## Supplied material
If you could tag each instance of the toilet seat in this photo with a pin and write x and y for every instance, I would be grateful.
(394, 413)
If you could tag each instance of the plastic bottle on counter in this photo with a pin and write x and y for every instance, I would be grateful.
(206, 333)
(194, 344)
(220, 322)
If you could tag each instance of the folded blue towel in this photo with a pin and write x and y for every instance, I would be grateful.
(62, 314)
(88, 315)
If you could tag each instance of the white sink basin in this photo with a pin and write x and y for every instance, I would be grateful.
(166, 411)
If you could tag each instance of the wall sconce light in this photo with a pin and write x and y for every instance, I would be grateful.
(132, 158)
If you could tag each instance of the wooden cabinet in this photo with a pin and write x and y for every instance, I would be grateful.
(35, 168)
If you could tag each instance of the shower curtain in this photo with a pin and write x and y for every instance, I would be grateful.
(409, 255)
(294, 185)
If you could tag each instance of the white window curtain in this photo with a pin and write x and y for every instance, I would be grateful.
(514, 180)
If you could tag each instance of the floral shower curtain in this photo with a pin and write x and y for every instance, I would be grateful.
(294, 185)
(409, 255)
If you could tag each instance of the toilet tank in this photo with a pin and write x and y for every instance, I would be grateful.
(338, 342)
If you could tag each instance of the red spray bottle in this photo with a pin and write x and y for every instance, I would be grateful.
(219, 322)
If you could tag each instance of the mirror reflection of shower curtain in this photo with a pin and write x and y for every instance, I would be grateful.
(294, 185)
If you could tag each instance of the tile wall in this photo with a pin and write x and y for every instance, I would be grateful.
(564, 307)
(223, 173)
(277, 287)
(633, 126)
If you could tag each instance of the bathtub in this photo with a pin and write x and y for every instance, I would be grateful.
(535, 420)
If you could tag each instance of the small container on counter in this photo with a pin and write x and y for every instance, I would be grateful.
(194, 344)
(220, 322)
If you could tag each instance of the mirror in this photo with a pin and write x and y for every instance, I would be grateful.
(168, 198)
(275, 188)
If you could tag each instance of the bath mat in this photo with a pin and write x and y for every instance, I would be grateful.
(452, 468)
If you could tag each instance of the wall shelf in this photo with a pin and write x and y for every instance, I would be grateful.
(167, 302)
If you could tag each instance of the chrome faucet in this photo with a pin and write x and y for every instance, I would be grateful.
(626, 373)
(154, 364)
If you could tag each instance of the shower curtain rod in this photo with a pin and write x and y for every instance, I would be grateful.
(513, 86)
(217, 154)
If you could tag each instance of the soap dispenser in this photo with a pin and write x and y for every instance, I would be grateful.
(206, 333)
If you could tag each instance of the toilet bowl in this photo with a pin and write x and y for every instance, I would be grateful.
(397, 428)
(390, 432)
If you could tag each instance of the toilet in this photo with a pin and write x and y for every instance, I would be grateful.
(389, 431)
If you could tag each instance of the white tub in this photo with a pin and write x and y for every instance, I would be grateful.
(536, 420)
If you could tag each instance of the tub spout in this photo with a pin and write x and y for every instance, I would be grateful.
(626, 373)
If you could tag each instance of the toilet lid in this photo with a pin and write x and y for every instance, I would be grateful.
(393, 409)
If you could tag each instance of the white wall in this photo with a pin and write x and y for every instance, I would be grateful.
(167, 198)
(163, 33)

## The task
Produce a verbatim transcription of the entries above.

## Answer area
If you could tag each instance of the toilet seat in this photo with a pin and write x and y for every instance, I would be grateful.
(394, 413)
If you could tag each instance of the plastic bottle on counter in this photo with a pin and write x and y for every instance, I would be grateful.
(206, 333)
(194, 344)
(220, 322)
If you could tag each instance of the folded blue towel in this photo with a pin and write x and y for every instance, I would be grateful.
(62, 314)
(88, 315)
If you could tag each instance of the white sink basin in this photo with a pin and write x and y for every instance, I would be grateful.
(166, 411)
If you could tag each instance of the wall sconce light in this photo with a pin and write x and y for every instance, I would be grateful.
(132, 158)
If you could tag each instance of the wooden cabinet in this photo with a pin and write x and y for every instance, I would be grateful.
(35, 168)
If you could tag each instance of the shower curtain in this photo with a pin and write x and y for every instance, I would be grateful.
(409, 255)
(294, 185)
If you could tag each instance of the white window curtain in this photo with a pin and write x and y for every instance, I would be grateful.
(514, 180)
If you could tag each instance of the floral shower curtain in this photo with a pin and write x and y for every instance, I would be grateful.
(294, 185)
(409, 255)
If you could tag each instance of the toilet tank in this photo with a pin and write x and y for every instance, I would be grateful.
(338, 342)
If you could tag each instance of the red spray bottle in this photo with a pin and write x and y for every instance, I would be grateful.
(219, 322)
If you could tag each instance of the mirror reflection of shower curtain in this photo with a pin and write x and y for every instance, I would be grateful.
(294, 185)
If you could tag each instance of the tile wall in this photo with a pin and write x and y for every instance, I would be grateful.
(564, 307)
(223, 173)
(277, 287)
(633, 126)
If you could tag each instance of the bathtub in this photo with a pin and write x and y for every instance, I would be grateful.
(535, 420)
If you could tag each instance of the small container on counter in this photo with a pin and write x and y for every instance, I would be grateful.
(194, 344)
(220, 322)
If you could tag each instance of the mirror in this photo with a pin and write x and y for every instance, I would be grateful.
(168, 198)
(275, 188)
If you could tag each instance of the bath mat in this photo with a pin and write x and y for every instance, I would be grateful.
(452, 468)
If you could tag each instance of the wall shelf in this photo with a pin and write x and y for every instance, I would be grateful.
(167, 302)
If you could tag each instance of the chrome faucet in this photo with a pin and write x and y for every instance, I would be grateful.
(626, 373)
(154, 364)
If you could tag each instance of the shower curtain rod in this photo with a pin and write x and y for every instance, I would be grateful.
(513, 86)
(217, 154)
If you could tag each instance of the soap dispenser in this photo with a pin and write x and y for every instance, I would be grateful.
(206, 333)
If you could tag each instance of the toilet bowl in this photo with a pin and write x and y for every instance, I would be grateful.
(397, 428)
(390, 432)
If you could tag each instance of the toilet in this photo with a pin and write x and y for every instance, I would be grateful.
(389, 431)
If you could tag each instance of the white tub in this photo with a pin and write x and y for every instance, I would be grateful.
(536, 420)
If you could tag each instance of the tub spout in this photo with a pin and write x and y for every instance, I would be grateful.
(626, 373)
If you could tag each instance of the toilet lid in this photo with a pin and write x and y for every instance, I would be grateful.
(393, 409)
If you could tag each instance of the white wall in this photo with a pin and write x and y for every instance, I would be grateful.
(167, 198)
(163, 33)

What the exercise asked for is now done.